Task statement →
Count the lines in the listing below that contain the string "wooden", treating uppercase and lowercase as different, and reply with only the number.

Raw data →
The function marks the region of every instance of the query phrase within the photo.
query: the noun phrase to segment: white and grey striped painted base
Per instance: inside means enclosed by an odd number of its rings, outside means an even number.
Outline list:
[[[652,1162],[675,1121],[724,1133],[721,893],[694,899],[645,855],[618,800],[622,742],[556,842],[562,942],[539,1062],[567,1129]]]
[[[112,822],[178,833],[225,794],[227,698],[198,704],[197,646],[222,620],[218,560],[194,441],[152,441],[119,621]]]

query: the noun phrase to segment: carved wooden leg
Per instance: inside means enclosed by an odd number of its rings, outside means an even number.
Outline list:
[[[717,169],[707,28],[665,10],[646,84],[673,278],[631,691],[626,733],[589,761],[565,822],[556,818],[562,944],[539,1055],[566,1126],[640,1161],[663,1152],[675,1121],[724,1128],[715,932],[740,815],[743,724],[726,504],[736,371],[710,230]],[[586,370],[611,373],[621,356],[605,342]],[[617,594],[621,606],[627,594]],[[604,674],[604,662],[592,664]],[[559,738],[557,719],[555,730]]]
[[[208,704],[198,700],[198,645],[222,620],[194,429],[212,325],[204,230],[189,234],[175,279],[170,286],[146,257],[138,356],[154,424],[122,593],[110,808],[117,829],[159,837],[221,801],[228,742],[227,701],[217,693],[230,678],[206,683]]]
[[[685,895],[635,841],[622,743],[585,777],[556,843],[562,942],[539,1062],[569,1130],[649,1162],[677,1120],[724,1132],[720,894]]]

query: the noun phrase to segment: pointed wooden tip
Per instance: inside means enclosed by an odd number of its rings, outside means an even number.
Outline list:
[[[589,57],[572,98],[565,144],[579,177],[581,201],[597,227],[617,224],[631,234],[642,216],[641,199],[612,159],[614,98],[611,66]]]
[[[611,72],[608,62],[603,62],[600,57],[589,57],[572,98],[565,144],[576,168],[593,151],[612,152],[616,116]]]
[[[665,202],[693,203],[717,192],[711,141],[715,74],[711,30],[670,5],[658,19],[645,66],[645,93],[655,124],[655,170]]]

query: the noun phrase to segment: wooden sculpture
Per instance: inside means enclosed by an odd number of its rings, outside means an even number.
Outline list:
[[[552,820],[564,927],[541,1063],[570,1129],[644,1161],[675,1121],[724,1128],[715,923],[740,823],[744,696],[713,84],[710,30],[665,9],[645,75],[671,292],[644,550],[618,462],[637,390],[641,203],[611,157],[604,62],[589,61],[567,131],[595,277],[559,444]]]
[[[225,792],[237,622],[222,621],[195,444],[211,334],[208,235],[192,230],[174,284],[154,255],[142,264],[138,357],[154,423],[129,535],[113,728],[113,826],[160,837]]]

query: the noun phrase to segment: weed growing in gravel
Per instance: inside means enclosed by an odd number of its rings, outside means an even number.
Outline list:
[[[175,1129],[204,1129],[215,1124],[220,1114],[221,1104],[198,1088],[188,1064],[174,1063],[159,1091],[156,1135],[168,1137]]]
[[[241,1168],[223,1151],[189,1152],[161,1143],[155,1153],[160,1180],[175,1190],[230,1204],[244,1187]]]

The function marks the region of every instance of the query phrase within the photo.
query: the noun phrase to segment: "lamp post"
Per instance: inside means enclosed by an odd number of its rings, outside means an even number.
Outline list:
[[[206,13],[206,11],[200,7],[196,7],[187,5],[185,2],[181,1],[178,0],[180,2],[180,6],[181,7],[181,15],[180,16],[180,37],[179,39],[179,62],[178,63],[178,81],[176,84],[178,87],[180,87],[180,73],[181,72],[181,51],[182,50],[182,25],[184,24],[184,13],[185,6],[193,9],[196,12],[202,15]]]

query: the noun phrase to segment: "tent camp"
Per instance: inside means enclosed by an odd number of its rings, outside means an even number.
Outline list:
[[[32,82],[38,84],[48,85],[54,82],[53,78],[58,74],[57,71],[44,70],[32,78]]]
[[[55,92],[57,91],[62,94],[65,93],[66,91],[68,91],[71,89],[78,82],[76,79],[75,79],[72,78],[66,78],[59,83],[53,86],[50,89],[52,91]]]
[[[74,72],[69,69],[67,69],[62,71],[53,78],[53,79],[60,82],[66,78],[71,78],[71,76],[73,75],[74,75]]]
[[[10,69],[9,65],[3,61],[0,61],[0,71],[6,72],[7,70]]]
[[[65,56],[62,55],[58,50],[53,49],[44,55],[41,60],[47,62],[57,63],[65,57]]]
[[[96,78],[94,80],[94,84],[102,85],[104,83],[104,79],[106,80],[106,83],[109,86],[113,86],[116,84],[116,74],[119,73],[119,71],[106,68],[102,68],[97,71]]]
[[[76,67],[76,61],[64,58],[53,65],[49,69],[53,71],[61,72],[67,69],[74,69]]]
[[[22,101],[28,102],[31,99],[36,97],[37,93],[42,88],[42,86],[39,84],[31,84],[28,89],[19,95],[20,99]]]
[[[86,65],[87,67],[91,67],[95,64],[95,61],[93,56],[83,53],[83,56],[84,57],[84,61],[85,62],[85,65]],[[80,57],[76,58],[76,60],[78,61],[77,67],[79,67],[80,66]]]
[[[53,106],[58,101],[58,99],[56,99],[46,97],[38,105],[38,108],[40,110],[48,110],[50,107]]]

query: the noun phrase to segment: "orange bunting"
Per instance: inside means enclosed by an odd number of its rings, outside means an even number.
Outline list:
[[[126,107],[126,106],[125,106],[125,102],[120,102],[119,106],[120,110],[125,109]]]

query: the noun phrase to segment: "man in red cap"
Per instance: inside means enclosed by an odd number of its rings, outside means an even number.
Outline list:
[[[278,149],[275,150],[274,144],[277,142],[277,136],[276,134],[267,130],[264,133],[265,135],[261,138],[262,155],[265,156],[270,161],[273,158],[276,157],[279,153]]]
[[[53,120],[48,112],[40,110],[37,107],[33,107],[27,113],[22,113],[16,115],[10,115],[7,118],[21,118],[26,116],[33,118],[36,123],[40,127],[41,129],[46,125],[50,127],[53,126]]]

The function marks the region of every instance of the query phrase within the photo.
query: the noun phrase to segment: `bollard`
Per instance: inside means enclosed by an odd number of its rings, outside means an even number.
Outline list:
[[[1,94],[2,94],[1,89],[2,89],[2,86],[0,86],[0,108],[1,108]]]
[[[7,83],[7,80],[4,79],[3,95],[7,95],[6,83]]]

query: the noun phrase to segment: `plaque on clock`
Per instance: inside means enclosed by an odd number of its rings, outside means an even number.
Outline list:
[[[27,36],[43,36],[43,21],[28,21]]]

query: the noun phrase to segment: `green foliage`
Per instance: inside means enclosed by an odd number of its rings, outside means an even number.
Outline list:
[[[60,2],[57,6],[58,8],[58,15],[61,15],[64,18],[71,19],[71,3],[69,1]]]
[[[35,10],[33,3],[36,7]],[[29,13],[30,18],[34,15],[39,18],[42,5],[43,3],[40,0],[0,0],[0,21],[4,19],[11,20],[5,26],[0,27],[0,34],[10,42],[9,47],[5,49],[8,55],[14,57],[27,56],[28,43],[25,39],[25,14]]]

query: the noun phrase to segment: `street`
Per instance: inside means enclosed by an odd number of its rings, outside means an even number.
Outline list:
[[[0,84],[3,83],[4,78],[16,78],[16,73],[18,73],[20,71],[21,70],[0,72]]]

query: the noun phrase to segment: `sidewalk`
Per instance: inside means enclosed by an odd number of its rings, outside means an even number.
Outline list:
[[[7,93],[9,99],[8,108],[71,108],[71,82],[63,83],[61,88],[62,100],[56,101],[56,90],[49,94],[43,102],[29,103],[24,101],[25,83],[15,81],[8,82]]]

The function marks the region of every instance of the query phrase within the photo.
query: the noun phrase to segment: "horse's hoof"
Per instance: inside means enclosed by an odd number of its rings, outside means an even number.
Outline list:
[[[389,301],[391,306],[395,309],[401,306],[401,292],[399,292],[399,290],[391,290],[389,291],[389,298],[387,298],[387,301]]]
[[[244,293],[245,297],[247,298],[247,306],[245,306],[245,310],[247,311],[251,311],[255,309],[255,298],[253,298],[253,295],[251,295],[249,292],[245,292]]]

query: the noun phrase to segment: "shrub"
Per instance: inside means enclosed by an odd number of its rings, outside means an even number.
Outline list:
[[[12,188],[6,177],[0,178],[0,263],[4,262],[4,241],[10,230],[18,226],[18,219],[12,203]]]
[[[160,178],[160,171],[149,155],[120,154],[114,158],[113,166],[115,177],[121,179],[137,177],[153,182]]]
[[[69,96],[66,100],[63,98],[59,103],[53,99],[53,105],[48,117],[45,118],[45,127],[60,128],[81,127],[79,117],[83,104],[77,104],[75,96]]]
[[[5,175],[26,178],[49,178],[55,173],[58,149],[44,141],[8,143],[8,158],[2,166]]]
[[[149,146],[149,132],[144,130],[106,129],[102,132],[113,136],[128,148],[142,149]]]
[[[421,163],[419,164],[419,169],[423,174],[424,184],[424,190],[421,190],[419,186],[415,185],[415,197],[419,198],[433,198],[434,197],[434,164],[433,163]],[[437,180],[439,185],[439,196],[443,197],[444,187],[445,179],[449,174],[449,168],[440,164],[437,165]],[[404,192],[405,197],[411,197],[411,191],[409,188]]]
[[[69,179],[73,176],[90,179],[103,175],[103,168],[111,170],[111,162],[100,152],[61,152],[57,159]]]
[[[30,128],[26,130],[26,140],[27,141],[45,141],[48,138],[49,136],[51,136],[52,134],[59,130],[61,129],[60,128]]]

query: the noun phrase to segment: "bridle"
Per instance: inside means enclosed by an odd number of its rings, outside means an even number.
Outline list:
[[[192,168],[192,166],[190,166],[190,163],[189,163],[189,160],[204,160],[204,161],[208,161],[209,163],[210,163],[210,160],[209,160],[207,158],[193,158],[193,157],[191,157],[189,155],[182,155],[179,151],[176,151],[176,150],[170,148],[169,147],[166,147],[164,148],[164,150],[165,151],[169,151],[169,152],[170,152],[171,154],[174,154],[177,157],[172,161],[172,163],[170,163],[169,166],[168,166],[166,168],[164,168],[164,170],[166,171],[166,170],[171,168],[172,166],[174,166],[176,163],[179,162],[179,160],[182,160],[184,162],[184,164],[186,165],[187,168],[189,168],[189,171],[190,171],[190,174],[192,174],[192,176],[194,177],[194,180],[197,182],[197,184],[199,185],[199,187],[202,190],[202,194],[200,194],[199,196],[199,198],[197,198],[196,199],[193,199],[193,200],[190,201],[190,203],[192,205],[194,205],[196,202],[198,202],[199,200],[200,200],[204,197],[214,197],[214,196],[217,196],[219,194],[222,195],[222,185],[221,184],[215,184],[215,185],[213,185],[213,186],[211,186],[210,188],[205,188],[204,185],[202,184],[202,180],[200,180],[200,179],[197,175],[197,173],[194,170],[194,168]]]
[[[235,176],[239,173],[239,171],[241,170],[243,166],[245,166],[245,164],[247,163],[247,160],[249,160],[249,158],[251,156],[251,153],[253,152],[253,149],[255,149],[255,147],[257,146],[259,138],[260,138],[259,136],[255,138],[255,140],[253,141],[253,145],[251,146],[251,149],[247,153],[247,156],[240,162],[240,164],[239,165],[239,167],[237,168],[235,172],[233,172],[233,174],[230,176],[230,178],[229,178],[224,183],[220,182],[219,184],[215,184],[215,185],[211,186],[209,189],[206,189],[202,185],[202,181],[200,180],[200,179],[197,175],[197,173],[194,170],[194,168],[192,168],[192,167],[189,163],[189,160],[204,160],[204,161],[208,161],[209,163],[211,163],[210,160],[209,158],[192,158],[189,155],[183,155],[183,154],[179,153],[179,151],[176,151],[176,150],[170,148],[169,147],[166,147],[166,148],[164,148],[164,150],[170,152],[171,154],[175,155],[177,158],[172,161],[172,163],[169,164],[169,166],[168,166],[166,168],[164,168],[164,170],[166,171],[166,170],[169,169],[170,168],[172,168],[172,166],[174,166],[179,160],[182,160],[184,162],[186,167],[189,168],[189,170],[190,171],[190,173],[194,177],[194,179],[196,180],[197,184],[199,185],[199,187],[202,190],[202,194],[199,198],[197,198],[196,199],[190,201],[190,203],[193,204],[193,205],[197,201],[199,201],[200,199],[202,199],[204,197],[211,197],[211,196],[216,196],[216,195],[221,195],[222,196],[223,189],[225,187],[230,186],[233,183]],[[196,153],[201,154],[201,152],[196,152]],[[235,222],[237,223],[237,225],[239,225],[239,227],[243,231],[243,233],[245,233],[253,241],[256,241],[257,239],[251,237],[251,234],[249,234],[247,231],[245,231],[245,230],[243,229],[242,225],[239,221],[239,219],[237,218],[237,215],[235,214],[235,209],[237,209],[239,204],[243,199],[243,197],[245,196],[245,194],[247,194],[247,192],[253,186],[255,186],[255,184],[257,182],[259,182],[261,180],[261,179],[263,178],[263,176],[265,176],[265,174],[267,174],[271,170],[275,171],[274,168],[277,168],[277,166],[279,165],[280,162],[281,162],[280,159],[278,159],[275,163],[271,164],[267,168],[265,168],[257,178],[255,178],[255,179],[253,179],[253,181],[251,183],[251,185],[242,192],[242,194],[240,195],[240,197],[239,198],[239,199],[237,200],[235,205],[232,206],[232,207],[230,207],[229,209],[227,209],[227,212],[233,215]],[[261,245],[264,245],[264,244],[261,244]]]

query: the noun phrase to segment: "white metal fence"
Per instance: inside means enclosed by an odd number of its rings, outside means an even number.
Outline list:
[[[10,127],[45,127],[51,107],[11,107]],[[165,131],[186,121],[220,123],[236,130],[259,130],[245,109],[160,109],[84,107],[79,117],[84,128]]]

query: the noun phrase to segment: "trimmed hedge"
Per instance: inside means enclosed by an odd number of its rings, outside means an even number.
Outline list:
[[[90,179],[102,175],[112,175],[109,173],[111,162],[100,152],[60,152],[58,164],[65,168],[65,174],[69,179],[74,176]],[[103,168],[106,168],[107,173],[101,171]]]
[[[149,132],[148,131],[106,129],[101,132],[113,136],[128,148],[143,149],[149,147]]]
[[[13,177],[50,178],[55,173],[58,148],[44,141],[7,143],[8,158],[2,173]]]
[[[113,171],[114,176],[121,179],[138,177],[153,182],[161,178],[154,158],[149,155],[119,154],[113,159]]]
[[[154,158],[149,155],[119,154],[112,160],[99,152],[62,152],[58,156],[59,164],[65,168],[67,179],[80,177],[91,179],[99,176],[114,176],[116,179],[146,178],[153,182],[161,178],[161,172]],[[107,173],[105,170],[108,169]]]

Correct output →
3